PROBLEM STATEMENT:
Rewrite every item below with "Objective" changed to "Goal" and everything else kept the same. Leave the pictures out of your version.

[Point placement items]
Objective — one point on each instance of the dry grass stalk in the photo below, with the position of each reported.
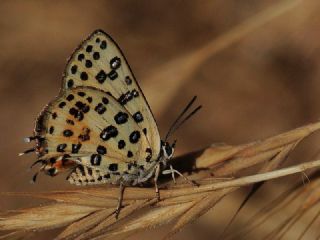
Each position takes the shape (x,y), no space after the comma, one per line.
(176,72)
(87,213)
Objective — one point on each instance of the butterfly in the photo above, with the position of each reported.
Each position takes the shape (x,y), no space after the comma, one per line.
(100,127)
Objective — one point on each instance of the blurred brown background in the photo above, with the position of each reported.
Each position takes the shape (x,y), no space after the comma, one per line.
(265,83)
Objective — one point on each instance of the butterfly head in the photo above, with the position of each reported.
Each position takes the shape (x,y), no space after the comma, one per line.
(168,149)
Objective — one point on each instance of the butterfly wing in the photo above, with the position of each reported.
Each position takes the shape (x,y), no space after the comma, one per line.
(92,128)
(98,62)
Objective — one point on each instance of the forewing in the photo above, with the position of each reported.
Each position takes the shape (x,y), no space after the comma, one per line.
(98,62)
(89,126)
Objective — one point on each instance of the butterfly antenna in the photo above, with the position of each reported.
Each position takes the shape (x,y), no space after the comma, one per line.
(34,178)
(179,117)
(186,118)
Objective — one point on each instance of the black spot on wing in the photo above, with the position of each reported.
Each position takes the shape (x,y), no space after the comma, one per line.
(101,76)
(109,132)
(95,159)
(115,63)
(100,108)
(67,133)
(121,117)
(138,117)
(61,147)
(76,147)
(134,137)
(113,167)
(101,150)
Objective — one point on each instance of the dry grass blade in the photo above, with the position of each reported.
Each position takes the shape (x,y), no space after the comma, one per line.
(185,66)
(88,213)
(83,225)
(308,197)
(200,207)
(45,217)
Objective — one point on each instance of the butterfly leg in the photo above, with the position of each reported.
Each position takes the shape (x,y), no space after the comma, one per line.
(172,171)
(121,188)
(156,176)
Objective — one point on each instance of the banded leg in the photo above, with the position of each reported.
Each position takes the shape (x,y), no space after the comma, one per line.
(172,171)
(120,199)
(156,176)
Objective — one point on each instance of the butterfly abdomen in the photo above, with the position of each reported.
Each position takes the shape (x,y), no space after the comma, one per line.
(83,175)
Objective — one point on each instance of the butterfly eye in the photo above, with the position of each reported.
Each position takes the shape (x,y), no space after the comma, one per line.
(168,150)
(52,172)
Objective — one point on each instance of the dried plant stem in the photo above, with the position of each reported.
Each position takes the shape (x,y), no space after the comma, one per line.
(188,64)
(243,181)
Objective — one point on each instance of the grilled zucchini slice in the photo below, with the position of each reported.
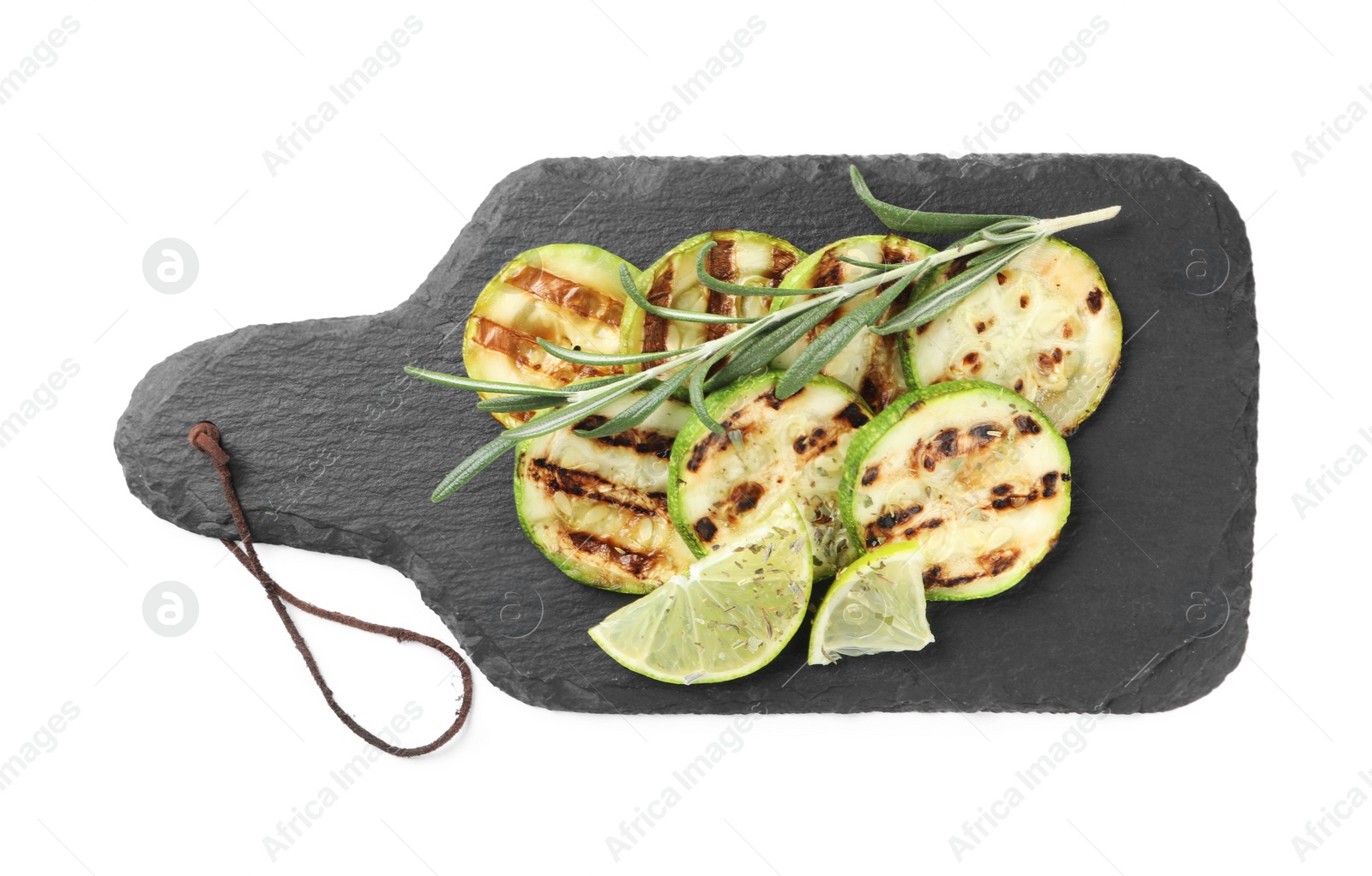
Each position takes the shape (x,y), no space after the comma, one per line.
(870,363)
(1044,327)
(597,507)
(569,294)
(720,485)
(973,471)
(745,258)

SOLVED PROBLEM:
Goal — one point on each instance of the dry grass stalk in the photo below, with the position of each reported.
Each position takes the shape (x,y), no space after the comma, one per line.
(176,72)
(87,213)
Goal — one point on each instance of the butterfly in the photo above, with the position of each reported.
Each position takes the shape (x,y), no space after the comma, one per line.
(100,127)
Goal — one point on each instance of the blurred brown background in the photo above, with the position of each reported.
Each position takes the shape (x,y), no space after the comma, one per line.
(265,83)
Goal — one point on each instance of the butterfly head in the photo above, with the position of each reported.
Each position takes the shape (x,y), no space after the comma, one per line.
(168,149)
Goal — one point on each instance of the butterfly wing in the photo above, with the position of each reported.
Each position takes the shape (x,y), no space after the comma, one per line.
(92,128)
(98,62)
Goal — one point on each instance of the forewing in the photo above, with the position of each reported.
Each position takes the shape (x,y), no space after the comma, one per line.
(98,62)
(89,126)
Goal — one point on each instance of the butterfly antenna in the photo above, with the position of each reported.
Each position takes the shape (x,y), no space after the comma, one per line.
(34,178)
(179,117)
(186,118)
Goal — one point on each instance of the black spot on wing in the photo above, with the position of each reported.
Each position takes the shape (x,y), no space after the comma, one per line.
(101,76)
(109,132)
(95,159)
(115,63)
(100,108)
(67,133)
(121,117)
(138,117)
(61,147)
(76,147)
(134,137)
(113,167)
(101,150)
Goal — one point on each instance of the dry grass blade in the photo above, with the position of each reported.
Each position takes the shape (x,y), no space after the comma, one per line.
(185,66)
(88,213)
(83,225)
(308,197)
(200,207)
(45,217)
Goal — one point on each instance of the butterfly leg in the photo above, with the position of each reported.
Each position takes the shape (x,y), no space after the comma, one per line.
(172,171)
(121,188)
(156,176)
Goal — one point on each instance of the banded leg in the photo above, with the position of each reported.
Each position takes the shape (x,y), no space after the comma, one per line.
(172,171)
(120,199)
(156,176)
Goal — one point on each instance of the butterfly abdomen in the photo above, with the position of each reported.
Each position takes the shape (x,y), no space after the comma, one per line.
(83,175)
Goal — one point on each instance of the butterfly eye in the photo above, with the position of each reported.
Each position takes the shape (x,y), no space after the comma, one per line.
(168,150)
(52,172)
Goal — one point on each instance of the dried plant stem in the photo above, with the position of each reported.
Each position takes the shape (x,y), no space after the comma, one per line.
(188,64)
(243,181)
Goal — one point on each instance of the grilled zucchini slice in the photo below, with the position of each reported.
Each position takes the shape (x,y), no space after the comma, one per line.
(870,363)
(1044,327)
(597,507)
(569,294)
(720,485)
(973,471)
(745,258)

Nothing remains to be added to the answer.